● **TEXTE RETENU**
_ _ _
Le patient n’avait pas été informé des complications susceptibles de survenir du fait de l’intervention chirurgicale du 28 mai 2004 et notamment de la résection de têtes des 3e et 4e métatarsiens.

Cette intervention entraîne des risques non fréquents d’infection liés à la prise d’antibiotique et qui n’ont pas de conséquence sur l’état de santé. Ainsi, ces risques prévisibles ne relevaient pas des risques fréquents ou graves impliquant que le patient en soit nécessairement informé.

De même, concernant les risques liés à l’intervention portant sur l’hallux valgus, ceux d’une hyper-correction de la déformation, d’une infection et de récidive de la déformation ne relevaient pas des risques liés à l’intervention chirurgicale dont la fréquence et la gravité justifiaient que le patient en soit informé.

En revanche, le risque de douleurs lié à ce type d’intervention a été qualifié de fréquents par l’expert. Par ailleurs, compte tenu du déficit fonctionnel permanent dont le patient s’est trouvé affecté consécutivement à cette intervention, évalué à 8 %, et des douleurs invalidantes dont il continue à souffrir, cette invalidité procède de la réalisation d’un risque grave qui justifiait une information.

Selon l’expert, une renonciation à l’intervention chirurgicale n’aurait pas entraîné d’aggravation, et l’intervention chirurgicale n’était pas impérieusement requise. Dès lors, le défaut d’information a privé le patient d’une possibilité raisonnable de refuser cette intervention, ce qui engage la responsabilité, dans une proportion évaluée à un tiers des différents chefs de préjudices subis.

Faute disciplinaire d’un psychologue

CAA Lyon, 18 février 2014, n° 13LY02090

• Les faits. Un psychologue, recruté par le centre hospitalier Alpes-Isère depuis 1982 a fait l’objet d’un licenciement disciplinaire le 4 février 2011. La décision est motivée par l’échange de courriers électroniques entre celui-ci et une patiente dans le cadre d’un suivi sous forme d’e-thérapie.

Or cette pratique était contestée par le médecin psychiatre chef de service, qui suivait la patiente, et certains mails remettaient en cause le traitement du psychiatre, qui se disait de fait placé dans l’incapacité d’établir un diagnostic pertinent.
_ _ _
● **DONNÉES EXTRAITES**

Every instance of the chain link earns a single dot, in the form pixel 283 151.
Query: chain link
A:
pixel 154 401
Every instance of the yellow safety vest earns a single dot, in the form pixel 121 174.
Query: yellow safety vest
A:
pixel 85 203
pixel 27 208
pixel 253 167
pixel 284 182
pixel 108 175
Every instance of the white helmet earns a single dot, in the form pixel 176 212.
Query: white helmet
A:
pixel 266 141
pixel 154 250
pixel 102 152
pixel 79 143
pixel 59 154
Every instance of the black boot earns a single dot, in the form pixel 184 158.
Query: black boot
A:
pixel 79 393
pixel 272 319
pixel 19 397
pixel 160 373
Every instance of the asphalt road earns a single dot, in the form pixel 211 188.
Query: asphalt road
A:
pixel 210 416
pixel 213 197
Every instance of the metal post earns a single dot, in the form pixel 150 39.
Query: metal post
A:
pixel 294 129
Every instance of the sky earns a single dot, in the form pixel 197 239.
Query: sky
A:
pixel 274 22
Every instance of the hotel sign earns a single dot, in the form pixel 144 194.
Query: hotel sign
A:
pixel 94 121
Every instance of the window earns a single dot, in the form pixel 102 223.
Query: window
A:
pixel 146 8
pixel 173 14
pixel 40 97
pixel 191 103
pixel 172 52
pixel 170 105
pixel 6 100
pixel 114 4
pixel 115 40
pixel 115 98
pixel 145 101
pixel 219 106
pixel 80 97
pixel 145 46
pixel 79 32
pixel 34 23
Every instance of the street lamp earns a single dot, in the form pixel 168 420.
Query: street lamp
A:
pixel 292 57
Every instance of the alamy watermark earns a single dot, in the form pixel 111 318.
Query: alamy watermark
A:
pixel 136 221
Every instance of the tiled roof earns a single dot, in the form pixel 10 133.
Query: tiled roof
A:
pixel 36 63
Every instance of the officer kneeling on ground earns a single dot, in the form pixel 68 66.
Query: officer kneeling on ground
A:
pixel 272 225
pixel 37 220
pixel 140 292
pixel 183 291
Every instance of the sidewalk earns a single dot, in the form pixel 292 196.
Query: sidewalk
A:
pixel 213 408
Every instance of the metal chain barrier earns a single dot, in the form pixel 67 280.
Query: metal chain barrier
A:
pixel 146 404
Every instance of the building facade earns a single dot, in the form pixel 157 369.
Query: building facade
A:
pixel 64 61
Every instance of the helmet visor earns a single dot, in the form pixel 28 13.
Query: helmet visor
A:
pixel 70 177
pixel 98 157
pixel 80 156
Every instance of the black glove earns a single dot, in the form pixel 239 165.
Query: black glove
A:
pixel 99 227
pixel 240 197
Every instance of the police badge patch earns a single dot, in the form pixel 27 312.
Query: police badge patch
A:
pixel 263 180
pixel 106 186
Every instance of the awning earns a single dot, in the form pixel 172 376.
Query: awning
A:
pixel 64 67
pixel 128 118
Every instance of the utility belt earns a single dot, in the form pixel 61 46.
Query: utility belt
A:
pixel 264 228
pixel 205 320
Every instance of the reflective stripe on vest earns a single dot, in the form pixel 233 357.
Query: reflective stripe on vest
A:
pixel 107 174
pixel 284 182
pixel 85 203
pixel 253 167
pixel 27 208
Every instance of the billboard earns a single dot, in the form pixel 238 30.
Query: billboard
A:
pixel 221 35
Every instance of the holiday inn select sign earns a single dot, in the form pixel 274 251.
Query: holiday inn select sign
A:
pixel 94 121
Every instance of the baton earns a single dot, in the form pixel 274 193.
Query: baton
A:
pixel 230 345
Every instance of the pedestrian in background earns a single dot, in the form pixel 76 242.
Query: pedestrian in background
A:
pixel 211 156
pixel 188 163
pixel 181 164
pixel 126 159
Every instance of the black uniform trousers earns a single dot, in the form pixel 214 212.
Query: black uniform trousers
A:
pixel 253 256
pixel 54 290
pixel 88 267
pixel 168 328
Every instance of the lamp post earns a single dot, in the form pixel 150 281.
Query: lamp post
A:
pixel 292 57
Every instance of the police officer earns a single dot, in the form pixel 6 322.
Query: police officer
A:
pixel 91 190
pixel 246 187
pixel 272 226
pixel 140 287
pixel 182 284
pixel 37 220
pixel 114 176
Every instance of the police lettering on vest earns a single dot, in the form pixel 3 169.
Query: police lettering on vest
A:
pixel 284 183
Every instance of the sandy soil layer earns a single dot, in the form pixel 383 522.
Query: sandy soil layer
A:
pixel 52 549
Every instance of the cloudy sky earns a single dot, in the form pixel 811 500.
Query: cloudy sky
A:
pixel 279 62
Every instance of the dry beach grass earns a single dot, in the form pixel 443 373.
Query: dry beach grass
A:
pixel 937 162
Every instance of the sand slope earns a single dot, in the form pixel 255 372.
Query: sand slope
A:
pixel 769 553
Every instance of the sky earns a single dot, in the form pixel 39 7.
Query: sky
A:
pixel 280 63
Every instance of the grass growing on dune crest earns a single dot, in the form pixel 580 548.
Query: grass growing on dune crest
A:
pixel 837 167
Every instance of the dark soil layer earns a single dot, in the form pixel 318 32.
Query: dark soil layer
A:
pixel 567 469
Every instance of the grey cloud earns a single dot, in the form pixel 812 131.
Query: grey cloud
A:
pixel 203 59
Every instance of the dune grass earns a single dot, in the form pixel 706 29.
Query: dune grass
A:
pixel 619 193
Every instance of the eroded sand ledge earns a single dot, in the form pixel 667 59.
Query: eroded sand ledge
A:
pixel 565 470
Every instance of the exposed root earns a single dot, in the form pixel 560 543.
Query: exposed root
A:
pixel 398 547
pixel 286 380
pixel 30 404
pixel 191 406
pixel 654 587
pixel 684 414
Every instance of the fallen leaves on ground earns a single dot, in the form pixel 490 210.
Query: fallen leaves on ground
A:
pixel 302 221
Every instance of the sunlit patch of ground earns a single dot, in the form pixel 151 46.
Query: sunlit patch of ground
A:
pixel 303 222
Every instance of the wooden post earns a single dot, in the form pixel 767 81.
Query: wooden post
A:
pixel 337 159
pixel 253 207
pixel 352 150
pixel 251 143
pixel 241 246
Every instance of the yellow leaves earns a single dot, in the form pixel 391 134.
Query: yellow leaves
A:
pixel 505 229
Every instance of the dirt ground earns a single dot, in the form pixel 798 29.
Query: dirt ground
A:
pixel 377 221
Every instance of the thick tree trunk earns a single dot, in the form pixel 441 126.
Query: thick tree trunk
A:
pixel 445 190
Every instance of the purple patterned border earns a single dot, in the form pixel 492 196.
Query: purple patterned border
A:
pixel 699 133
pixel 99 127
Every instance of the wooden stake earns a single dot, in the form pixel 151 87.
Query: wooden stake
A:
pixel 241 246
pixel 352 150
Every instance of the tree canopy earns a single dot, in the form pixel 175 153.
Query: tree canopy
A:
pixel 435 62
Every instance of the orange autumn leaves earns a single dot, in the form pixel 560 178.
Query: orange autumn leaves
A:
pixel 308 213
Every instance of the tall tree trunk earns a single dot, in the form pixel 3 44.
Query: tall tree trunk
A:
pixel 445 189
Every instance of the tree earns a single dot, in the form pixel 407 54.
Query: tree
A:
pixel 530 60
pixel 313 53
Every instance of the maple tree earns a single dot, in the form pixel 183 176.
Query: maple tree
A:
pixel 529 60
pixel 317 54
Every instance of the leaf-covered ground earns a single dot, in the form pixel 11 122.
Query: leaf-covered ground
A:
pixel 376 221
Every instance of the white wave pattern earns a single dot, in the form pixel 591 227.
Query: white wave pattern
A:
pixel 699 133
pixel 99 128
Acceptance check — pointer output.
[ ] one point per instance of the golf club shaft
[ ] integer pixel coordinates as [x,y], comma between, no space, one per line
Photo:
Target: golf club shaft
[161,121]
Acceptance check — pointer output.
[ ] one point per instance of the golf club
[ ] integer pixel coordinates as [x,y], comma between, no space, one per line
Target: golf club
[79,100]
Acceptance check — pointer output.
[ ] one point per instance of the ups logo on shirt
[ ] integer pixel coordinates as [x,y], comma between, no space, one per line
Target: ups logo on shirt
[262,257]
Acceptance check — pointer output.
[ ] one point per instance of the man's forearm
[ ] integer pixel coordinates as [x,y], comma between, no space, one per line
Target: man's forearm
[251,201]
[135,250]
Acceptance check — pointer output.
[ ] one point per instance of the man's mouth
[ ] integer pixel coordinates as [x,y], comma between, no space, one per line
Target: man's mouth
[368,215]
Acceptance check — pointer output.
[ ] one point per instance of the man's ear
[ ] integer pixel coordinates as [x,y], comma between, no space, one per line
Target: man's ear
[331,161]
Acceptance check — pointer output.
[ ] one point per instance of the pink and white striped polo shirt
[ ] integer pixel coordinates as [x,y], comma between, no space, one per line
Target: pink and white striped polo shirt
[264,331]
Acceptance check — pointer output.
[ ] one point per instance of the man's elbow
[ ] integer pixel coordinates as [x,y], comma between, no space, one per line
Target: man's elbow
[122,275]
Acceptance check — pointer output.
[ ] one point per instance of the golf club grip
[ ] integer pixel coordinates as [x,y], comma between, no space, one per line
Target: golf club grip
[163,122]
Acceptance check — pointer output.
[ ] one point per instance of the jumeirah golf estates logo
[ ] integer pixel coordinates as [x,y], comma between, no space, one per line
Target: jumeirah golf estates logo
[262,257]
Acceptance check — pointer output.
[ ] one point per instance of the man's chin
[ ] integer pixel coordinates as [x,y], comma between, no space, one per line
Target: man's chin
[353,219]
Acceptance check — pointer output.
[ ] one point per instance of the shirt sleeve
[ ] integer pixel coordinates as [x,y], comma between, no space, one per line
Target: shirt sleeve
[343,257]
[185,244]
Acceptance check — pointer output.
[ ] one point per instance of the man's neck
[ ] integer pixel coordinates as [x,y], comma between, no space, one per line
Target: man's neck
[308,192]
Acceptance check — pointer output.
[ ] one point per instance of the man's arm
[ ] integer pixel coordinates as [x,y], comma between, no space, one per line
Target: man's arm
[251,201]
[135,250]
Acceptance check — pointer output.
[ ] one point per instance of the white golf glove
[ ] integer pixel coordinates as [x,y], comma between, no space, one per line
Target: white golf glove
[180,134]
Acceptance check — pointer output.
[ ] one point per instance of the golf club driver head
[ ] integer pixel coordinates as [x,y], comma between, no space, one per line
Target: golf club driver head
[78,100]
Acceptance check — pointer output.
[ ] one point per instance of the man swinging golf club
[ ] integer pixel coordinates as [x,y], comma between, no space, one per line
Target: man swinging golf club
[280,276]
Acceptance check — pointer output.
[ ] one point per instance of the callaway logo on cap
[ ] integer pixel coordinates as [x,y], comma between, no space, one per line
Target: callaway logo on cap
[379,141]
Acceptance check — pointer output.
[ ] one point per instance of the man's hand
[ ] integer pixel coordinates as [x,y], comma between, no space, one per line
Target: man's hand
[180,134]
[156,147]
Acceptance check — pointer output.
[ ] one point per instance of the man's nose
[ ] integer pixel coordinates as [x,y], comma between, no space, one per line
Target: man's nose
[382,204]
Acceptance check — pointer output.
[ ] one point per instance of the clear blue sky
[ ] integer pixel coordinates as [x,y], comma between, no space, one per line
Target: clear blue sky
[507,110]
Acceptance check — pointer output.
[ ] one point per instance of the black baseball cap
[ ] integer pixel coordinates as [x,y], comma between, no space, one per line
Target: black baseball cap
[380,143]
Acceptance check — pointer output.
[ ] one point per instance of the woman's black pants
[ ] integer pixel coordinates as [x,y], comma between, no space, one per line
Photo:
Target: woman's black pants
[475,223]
_ _ _
● **BUT DE L'EXERCICE**
D'après le texte retenu, à combien est évalué le déficit fonctionnel permanent dont le patient s'est trouvé affecté à la suite de l'intervention ?

● **RÉPONSE ATTENDUE**
À 8 %.